Coverage from foreign media

Oct 18, 2002
7,941
0
704 Houser
#1
So far very disappointed with Guardian, especially the very ignorant editorial they put out this morning claiming antari had real support.
BBC also sucks but at least they are the only media reaching out to people inside Iran. They might be trying to be cautious.
Conservative blogs I have read are probably the worst. They politicizing our pain for their own gains. Andrew Sullivan is the lone exception. He's been on top of things since yesterday. We might wanna send him thank yous later.
Huffingtonpost and liberal blogs all mostly good coverage.
NYtimes and LAtimes have been good.
I haven't been watching American TV at all. Perhaps someone could write an evaluation if you've been following events on TV.
 
Oct 16, 2002
39,533
1,513
DarvAze DoolAb
www.iransportspress.com
#3
Actually CNN started very disappointing but once Amanpour's report came, they switched their tone and started talking about the fraud more than AN's victory.

Amanpour is a heavyweight. Her tone was clearly in favor of Mousavi supporters and that affected CNN's tone as a whole. Damesh garm.

:::

▸ **GIVEN TASK A**
Put the lines of the records into a JSON list of strings, one string per line with blank lines omitted, starting with the line that contains "Where can the willow" and continuing through the line that contains "Where can the child's".

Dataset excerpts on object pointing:
:::

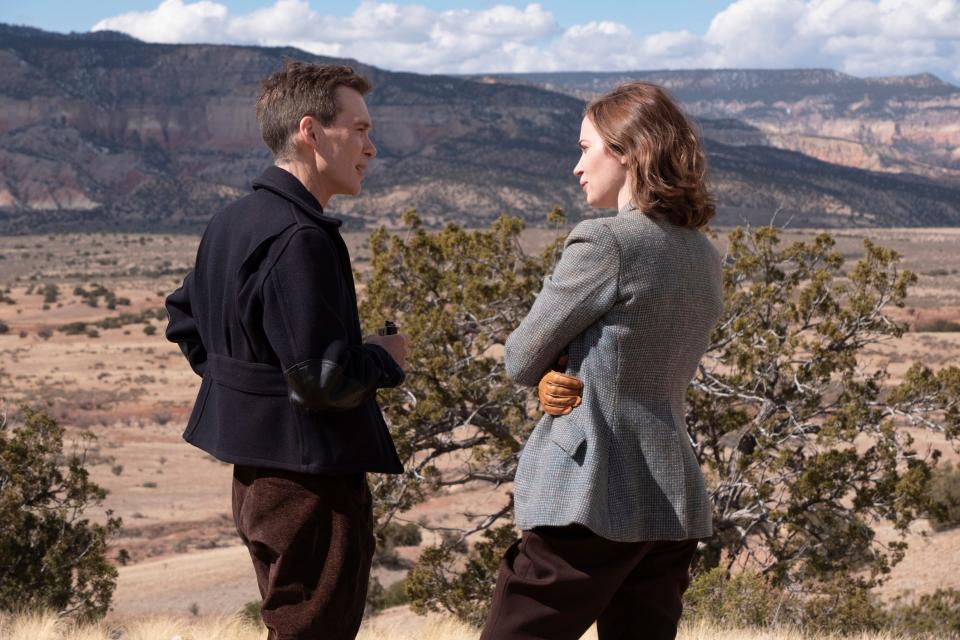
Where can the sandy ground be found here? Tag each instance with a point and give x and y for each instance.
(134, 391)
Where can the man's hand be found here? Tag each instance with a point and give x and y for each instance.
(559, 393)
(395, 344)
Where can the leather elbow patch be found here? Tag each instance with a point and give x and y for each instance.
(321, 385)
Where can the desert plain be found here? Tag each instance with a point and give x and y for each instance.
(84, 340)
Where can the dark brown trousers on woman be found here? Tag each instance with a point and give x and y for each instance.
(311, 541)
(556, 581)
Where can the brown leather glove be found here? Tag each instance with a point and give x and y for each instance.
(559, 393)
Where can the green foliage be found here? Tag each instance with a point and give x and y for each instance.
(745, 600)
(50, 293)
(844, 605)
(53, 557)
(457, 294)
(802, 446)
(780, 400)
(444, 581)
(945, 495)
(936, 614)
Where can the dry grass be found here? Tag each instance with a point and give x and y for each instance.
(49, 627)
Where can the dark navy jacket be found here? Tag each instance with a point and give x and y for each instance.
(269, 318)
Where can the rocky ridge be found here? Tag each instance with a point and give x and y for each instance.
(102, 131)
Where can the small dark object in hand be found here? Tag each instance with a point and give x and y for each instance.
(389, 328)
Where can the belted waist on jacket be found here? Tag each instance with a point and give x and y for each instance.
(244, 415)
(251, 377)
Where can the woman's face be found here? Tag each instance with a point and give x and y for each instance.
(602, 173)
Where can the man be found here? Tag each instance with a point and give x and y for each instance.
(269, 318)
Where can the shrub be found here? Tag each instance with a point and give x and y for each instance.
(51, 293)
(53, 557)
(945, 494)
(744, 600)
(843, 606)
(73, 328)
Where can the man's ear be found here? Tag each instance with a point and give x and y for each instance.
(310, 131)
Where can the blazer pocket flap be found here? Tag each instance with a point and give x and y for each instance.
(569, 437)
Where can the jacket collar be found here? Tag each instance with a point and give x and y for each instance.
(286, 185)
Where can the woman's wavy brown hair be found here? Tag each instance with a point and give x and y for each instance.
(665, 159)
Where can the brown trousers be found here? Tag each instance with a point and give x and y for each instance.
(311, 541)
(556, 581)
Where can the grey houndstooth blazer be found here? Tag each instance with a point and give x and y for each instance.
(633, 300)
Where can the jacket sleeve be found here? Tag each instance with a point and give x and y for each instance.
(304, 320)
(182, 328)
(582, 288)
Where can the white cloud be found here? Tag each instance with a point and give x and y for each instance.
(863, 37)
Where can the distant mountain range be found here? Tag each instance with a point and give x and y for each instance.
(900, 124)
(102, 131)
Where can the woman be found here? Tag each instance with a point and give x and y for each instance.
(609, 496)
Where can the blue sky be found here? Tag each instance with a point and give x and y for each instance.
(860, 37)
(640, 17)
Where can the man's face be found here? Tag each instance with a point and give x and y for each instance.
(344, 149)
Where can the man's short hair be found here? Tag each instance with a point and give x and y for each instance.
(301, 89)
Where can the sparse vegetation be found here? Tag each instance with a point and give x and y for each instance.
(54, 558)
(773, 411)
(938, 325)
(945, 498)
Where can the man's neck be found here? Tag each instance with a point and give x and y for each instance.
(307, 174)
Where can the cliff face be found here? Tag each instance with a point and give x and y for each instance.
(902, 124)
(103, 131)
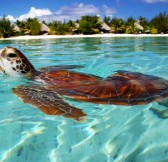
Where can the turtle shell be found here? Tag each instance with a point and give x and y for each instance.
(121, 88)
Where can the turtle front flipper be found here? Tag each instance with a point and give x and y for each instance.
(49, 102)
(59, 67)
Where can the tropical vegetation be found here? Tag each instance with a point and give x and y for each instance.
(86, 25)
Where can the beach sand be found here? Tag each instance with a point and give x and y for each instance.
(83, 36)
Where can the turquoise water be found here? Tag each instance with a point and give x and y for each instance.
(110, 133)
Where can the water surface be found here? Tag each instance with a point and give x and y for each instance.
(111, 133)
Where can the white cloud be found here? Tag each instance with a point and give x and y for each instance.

:::

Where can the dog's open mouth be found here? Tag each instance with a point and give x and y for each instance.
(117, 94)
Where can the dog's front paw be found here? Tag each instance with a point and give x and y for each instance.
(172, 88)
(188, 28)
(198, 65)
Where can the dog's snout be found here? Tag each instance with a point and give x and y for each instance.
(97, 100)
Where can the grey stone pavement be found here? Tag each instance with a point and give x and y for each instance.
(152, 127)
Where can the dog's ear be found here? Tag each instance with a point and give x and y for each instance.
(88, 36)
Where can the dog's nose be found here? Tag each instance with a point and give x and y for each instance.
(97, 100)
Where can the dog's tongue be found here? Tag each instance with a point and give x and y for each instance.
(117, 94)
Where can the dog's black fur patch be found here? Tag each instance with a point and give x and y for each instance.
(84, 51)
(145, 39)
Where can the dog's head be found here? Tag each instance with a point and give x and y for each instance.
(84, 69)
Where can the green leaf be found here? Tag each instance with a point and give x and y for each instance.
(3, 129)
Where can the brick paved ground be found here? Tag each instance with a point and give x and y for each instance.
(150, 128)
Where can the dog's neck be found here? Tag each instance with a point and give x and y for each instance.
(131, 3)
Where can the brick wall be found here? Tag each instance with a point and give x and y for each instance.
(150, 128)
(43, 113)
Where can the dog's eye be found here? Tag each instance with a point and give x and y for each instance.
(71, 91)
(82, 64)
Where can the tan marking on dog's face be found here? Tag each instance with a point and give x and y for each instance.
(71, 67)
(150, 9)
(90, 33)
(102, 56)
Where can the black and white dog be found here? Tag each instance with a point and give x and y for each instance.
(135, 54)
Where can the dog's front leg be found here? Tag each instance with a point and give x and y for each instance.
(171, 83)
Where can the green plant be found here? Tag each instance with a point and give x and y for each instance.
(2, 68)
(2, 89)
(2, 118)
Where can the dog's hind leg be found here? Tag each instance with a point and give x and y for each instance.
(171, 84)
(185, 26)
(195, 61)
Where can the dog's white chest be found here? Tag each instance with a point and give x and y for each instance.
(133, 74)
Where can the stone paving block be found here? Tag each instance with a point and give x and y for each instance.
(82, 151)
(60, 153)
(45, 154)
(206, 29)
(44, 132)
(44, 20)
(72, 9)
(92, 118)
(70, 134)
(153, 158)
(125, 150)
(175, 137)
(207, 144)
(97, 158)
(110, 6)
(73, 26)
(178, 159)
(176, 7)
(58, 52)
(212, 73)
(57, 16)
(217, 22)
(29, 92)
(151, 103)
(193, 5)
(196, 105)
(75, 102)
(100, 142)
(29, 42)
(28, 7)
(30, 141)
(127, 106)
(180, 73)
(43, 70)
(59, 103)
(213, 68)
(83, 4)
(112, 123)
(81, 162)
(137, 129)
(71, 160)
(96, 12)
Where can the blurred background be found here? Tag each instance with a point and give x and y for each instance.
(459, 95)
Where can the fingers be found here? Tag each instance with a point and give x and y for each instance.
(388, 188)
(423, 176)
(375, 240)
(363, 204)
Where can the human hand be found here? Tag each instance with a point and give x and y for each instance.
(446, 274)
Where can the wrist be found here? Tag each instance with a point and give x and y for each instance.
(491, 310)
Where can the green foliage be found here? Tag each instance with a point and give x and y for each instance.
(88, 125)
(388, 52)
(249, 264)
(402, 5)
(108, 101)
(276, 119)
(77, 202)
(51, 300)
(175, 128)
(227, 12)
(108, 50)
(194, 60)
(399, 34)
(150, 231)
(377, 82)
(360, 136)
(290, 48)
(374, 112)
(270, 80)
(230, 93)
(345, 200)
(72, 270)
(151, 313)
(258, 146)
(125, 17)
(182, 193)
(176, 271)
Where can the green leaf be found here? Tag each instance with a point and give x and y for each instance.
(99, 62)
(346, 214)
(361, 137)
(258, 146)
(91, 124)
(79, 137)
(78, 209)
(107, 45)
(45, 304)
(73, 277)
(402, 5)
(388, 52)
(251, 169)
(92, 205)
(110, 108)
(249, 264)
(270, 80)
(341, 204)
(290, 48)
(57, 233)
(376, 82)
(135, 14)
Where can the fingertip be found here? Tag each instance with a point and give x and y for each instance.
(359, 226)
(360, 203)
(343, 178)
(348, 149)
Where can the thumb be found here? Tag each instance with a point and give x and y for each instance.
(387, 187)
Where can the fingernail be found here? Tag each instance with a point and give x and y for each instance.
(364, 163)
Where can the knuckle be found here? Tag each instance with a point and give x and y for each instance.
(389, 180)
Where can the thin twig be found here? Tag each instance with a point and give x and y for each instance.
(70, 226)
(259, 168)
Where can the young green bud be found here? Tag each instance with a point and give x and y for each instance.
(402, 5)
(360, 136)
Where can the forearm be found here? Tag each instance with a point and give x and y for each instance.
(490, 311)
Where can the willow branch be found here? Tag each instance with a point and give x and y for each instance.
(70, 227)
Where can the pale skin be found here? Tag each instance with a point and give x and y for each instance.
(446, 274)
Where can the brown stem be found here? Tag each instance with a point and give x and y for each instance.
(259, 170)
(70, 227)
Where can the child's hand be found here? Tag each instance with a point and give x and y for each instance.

:::

▸ **GIVEN TASK B**
In the forum post on foreign media coverage, who is named as the lone exception among conservative blogs?

▸ **TASK OUTPUT A**
[
  "Where can the willow branch be found here? Tag each instance with a point and give x and y for each instance.",
  "(70, 227)",
  "Where can the pale skin be found here? Tag each instance with a point and give x and y for each instance.",
  "(446, 274)",
  "Where can the brown stem be found here? Tag each instance with a point and give x and y for each instance.",
  "(259, 170)",
  "(70, 227)",
  "Where can the child's hand be found here? Tag each instance with a point and give x and y for each instance."
]

▸ **TASK OUTPUT B**
Andrew Sullivan